Segment Start: Listed entries

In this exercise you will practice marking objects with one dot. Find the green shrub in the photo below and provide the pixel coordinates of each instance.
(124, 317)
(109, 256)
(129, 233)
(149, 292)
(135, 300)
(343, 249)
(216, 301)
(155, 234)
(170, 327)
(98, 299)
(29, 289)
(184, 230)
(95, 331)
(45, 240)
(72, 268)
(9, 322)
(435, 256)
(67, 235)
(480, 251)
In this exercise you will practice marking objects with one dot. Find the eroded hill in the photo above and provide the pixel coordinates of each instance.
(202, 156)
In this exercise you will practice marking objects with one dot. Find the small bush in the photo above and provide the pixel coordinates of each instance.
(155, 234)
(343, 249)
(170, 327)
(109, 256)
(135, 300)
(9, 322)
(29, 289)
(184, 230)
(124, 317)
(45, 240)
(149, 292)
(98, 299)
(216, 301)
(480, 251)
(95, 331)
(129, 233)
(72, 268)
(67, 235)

Segment End: Listed entries

**Work task:**
Set down exactly the lines beginning at the one that holds "Find the small" and ending with the last line of the data.

**Your solution:**
In this exercise you will practice marking objects with one dot. Find the small bush in the photo above and provide the pixel coordinates of each instance.
(155, 234)
(343, 249)
(170, 327)
(109, 256)
(135, 300)
(9, 322)
(29, 289)
(184, 230)
(124, 317)
(45, 240)
(149, 292)
(98, 299)
(216, 301)
(480, 251)
(95, 331)
(129, 233)
(72, 268)
(67, 235)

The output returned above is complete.